* _Work required_: Please render every line of the records below as a Markdown table with two columns, Row and Line, giving each line a row number and leaving out blank lines.
BEGIN
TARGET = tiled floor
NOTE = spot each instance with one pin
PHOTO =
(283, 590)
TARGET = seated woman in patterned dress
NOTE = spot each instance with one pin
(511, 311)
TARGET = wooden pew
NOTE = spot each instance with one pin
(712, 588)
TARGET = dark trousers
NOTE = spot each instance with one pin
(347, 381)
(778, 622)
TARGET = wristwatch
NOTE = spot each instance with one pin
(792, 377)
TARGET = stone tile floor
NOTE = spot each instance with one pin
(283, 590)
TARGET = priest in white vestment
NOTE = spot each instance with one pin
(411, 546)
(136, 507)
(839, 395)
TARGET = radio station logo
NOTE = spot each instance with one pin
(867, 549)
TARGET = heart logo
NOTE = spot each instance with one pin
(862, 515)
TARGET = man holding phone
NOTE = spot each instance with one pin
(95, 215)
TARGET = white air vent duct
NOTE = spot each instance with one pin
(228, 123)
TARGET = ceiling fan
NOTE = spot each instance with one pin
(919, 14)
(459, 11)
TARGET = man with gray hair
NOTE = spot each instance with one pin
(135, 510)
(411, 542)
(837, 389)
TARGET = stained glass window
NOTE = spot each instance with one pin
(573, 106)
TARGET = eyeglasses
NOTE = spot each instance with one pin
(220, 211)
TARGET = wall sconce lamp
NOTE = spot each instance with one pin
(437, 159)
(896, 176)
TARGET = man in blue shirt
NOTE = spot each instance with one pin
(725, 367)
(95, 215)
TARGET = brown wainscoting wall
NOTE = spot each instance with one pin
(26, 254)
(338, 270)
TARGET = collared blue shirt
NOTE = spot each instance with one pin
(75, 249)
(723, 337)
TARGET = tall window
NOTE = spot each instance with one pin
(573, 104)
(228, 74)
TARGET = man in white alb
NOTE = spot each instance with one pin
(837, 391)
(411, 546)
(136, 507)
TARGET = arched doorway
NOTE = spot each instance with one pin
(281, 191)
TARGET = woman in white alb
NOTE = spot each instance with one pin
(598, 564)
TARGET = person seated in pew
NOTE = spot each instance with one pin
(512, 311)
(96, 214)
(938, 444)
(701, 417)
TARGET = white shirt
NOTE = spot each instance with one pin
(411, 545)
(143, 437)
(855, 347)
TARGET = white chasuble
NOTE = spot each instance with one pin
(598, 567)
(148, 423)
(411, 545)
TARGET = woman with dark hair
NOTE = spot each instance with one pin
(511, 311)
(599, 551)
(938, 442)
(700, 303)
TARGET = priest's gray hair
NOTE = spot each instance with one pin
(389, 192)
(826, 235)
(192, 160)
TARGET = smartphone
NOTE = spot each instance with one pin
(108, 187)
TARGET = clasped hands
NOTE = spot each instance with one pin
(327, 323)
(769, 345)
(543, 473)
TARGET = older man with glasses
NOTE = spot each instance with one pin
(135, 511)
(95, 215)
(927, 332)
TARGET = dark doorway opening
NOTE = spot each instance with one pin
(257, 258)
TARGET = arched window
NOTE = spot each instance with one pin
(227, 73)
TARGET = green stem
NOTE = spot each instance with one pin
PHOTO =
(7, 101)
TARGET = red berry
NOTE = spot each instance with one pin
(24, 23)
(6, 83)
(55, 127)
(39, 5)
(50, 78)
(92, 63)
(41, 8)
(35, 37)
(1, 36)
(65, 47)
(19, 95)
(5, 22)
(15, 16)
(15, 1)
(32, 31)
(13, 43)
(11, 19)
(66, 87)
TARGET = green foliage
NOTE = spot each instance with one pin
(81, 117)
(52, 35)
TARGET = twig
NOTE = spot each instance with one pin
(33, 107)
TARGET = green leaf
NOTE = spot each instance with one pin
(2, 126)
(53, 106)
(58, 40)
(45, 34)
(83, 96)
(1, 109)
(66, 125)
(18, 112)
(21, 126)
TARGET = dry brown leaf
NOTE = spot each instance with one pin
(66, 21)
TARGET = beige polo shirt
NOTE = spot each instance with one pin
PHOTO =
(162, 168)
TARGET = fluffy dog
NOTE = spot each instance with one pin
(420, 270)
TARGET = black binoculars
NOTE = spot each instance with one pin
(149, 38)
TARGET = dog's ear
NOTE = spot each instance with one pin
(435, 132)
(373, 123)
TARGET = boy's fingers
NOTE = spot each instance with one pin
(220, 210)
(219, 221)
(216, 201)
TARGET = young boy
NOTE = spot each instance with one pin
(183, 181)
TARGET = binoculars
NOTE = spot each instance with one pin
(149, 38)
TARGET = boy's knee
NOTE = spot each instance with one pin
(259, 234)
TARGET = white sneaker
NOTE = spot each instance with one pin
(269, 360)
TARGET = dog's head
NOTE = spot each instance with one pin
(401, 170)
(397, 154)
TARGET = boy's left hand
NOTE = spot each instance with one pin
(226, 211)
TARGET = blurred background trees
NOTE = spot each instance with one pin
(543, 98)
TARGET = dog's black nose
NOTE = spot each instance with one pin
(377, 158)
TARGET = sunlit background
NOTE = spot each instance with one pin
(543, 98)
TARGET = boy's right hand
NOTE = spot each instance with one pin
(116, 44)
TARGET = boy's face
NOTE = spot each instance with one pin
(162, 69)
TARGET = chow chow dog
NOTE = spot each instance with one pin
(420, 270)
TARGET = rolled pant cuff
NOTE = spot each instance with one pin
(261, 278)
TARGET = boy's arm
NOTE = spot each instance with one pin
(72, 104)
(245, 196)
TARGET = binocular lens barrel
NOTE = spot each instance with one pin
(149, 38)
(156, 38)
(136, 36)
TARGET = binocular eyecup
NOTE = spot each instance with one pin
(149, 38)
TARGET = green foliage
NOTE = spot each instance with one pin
END
* _Exercise output_:
| Row | Line |
|---|---|
| 1 | TARGET = tiled floor |
| 2 | NOTE = spot each instance with one pin |
| 3 | PHOTO = |
| 4 | (283, 590) |
| 5 | TARGET = seated woman in patterned dress |
| 6 | NOTE = spot each instance with one pin |
| 7 | (511, 311) |
| 8 | TARGET = wooden pew |
| 9 | NOTE = spot each instance with one pin |
| 10 | (712, 588) |
| 11 | TARGET = dark trousers |
| 12 | NOTE = spot each instance with one pin |
| 13 | (347, 381) |
| 14 | (778, 622) |
| 15 | TARGET = wristwatch |
| 16 | NOTE = spot each instance with one pin |
| 17 | (792, 377) |
| 18 | TARGET = stone tile floor |
| 19 | NOTE = spot each instance with one pin |
| 20 | (283, 590) |
| 21 | TARGET = priest in white vestment |
| 22 | NOTE = spot each instance with one pin |
| 23 | (411, 546) |
| 24 | (136, 507) |
| 25 | (839, 395) |
| 26 | TARGET = radio station logo |
| 27 | NOTE = spot each instance with one pin |
| 28 | (867, 549) |
| 29 | TARGET = heart logo |
| 30 | NOTE = spot each instance with one pin |
| 31 | (862, 515) |
| 32 | TARGET = man holding phone |
| 33 | NOTE = spot each instance with one pin |
| 34 | (95, 215) |
| 35 | TARGET = white air vent duct |
| 36 | NOTE = spot each instance with one pin |
| 37 | (228, 123) |
| 38 | TARGET = ceiling fan |
| 39 | NOTE = spot each instance with one pin |
| 40 | (919, 14) |
| 41 | (459, 11) |
| 42 | TARGET = man with gray hair |
| 43 | NOTE = spot each instance with one pin |
| 44 | (135, 510) |
| 45 | (411, 542) |
| 46 | (837, 389) |
| 47 | TARGET = stained glass window |
| 48 | NOTE = spot each instance with one pin |
| 49 | (573, 106) |
| 50 | TARGET = eyeglasses |
| 51 | NOTE = spot each instance with one pin |
| 52 | (220, 211) |
| 53 | TARGET = wall sconce lamp |
| 54 | NOTE = spot each instance with one pin |
| 55 | (437, 159) |
| 56 | (896, 176) |
| 57 | TARGET = man in blue shirt |
| 58 | NOTE = spot each instance with one pin |
| 59 | (725, 367) |
| 60 | (95, 215) |
| 61 | TARGET = brown wainscoting wall |
| 62 | NOTE = spot each instance with one pin |
| 63 | (26, 254) |
| 64 | (338, 270) |
| 65 | TARGET = collared blue shirt |
| 66 | NOTE = spot each instance with one pin |
| 67 | (75, 249) |
| 68 | (723, 337) |
| 69 | TARGET = tall window |
| 70 | NOTE = spot each instance with one pin |
| 71 | (573, 104) |
| 72 | (228, 74) |
| 73 | TARGET = man in white alb |
| 74 | NOTE = spot each instance with one pin |
| 75 | (837, 391) |
| 76 | (411, 546) |
| 77 | (136, 507) |
| 78 | TARGET = arched doorway |
| 79 | NOTE = spot each instance with one pin |
| 80 | (281, 191) |
| 81 | TARGET = woman in white alb |
| 82 | NOTE = spot each instance with one pin |
| 83 | (598, 564) |
| 84 | TARGET = person seated in pew |
| 85 | NOTE = spot each instance with one pin |
| 86 | (512, 311) |
| 87 | (96, 214) |
| 88 | (938, 444) |
| 89 | (701, 417) |
| 90 | TARGET = white shirt |
| 91 | NOTE = spot each instance with one pin |
| 92 | (411, 545) |
| 93 | (143, 437) |
| 94 | (855, 347) |
| 95 | TARGET = white chasuble |
| 96 | NOTE = spot each instance with one pin |
| 97 | (598, 567) |
| 98 | (148, 423) |
| 99 | (411, 545) |
| 100 | TARGET = woman with dark hair |
| 101 | NOTE = spot each instance with one pin |
| 102 | (511, 311) |
| 103 | (599, 551) |
| 104 | (938, 442) |
| 105 | (700, 303) |
| 106 | TARGET = priest's gray hair |
| 107 | NOTE = spot each instance with one pin |
| 108 | (389, 192) |
| 109 | (826, 235) |
| 110 | (192, 160) |
| 111 | TARGET = smartphone |
| 112 | NOTE = spot each instance with one pin |
| 113 | (108, 187) |
| 114 | TARGET = clasped hands |
| 115 | NOTE = spot each instance with one pin |
| 116 | (327, 323) |
| 117 | (769, 345) |
| 118 | (543, 473) |
| 119 | TARGET = older man with glasses |
| 120 | NOTE = spot each instance with one pin |
| 121 | (135, 511) |
| 122 | (95, 215) |
| 123 | (927, 332) |
| 124 | TARGET = dark doorway opening |
| 125 | NOTE = spot each instance with one pin |
| 126 | (257, 258) |
| 127 | TARGET = arched window |
| 128 | NOTE = spot each instance with one pin |
| 129 | (227, 73) |
| 130 | TARGET = green stem |
| 131 | NOTE = spot each instance with one pin |
| 132 | PHOTO = |
| 133 | (7, 101) |
| 134 | TARGET = red berry |
| 135 | NOTE = spot each instance with one pin |
| 136 | (24, 23) |
| 137 | (6, 83) |
| 138 | (55, 127) |
| 139 | (39, 5) |
| 140 | (50, 78) |
| 141 | (92, 63) |
| 142 | (41, 8) |
| 143 | (35, 37) |
| 144 | (1, 36) |
| 145 | (65, 47) |
| 146 | (19, 95) |
| 147 | (5, 22) |
| 148 | (15, 16) |
| 149 | (15, 1) |
| 150 | (32, 31) |
| 151 | (13, 43) |
| 152 | (11, 19) |
| 153 | (66, 87) |
| 154 | TARGET = green foliage |
| 155 | NOTE = spot each instance with one pin |
| 156 | (81, 117) |
| 157 | (52, 35) |
| 158 | TARGET = twig |
| 159 | NOTE = spot each instance with one pin |
| 160 | (33, 107) |
| 161 | TARGET = green leaf |
| 162 | NOTE = spot each instance with one pin |
| 163 | (2, 126) |
| 164 | (53, 106) |
| 165 | (58, 40) |
| 166 | (45, 34) |
| 167 | (83, 96) |
| 168 | (1, 109) |
| 169 | (66, 125) |
| 170 | (18, 112) |
| 171 | (21, 126) |
| 172 | TARGET = dry brown leaf |
| 173 | NOTE = spot each instance with one pin |
| 174 | (66, 21) |
| 175 | TARGET = beige polo shirt |
| 176 | NOTE = spot each instance with one pin |
| 177 | PHOTO = |
| 178 | (162, 168) |
| 179 | TARGET = fluffy dog |
| 180 | NOTE = spot each instance with one pin |
| 181 | (420, 270) |
| 182 | TARGET = black binoculars |
| 183 | NOTE = spot each instance with one pin |
| 184 | (149, 38) |
| 185 | TARGET = dog's ear |
| 186 | NOTE = spot each instance with one pin |
| 187 | (435, 132) |
| 188 | (373, 123) |
| 189 | TARGET = boy's fingers |
| 190 | NOTE = spot each instance with one pin |
| 191 | (220, 210) |
| 192 | (219, 221) |
| 193 | (216, 201) |
| 194 | TARGET = young boy |
| 195 | NOTE = spot each instance with one pin |
| 196 | (183, 181) |
| 197 | TARGET = binoculars |
| 198 | NOTE = spot each instance with one pin |
| 199 | (149, 38) |
| 200 | TARGET = boy's knee |
| 201 | NOTE = spot each instance with one pin |
| 202 | (259, 234) |
| 203 | TARGET = white sneaker |
| 204 | NOTE = spot each instance with one pin |
| 205 | (269, 360) |
| 206 | TARGET = dog's head |
| 207 | NOTE = spot each instance with one pin |
| 208 | (401, 170) |
| 209 | (397, 154) |
| 210 | TARGET = boy's left hand |
| 211 | NOTE = spot each instance with one pin |
| 212 | (226, 211) |
| 213 | TARGET = blurred background trees |
| 214 | NOTE = spot each instance with one pin |
| 215 | (543, 98) |
| 216 | TARGET = dog's black nose |
| 217 | NOTE = spot each instance with one pin |
| 218 | (377, 158) |
| 219 | TARGET = sunlit background |
| 220 | NOTE = spot each instance with one pin |
| 221 | (543, 98) |
| 222 | TARGET = boy's right hand |
| 223 | NOTE = spot each instance with one pin |
| 224 | (116, 44) |
| 225 | TARGET = boy's face |
| 226 | NOTE = spot each instance with one pin |
| 227 | (162, 69) |
| 228 | TARGET = chow chow dog |
| 229 | NOTE = spot each instance with one pin |
| 230 | (420, 270) |
| 231 | TARGET = rolled pant cuff |
| 232 | NOTE = spot each instance with one pin |
| 233 | (261, 278) |
| 234 | TARGET = boy's arm |
| 235 | NOTE = spot each instance with one pin |
| 236 | (72, 104) |
| 237 | (245, 196) |
| 238 | TARGET = binocular lens barrel |
| 239 | NOTE = spot each instance with one pin |
| 240 | (149, 38) |
| 241 | (156, 38) |
| 242 | (136, 36) |
| 243 | TARGET = binocular eyecup |
| 244 | NOTE = spot each instance with one pin |
| 245 | (149, 38) |
| 246 | TARGET = green foliage |
| 247 | NOTE = spot each instance with one pin |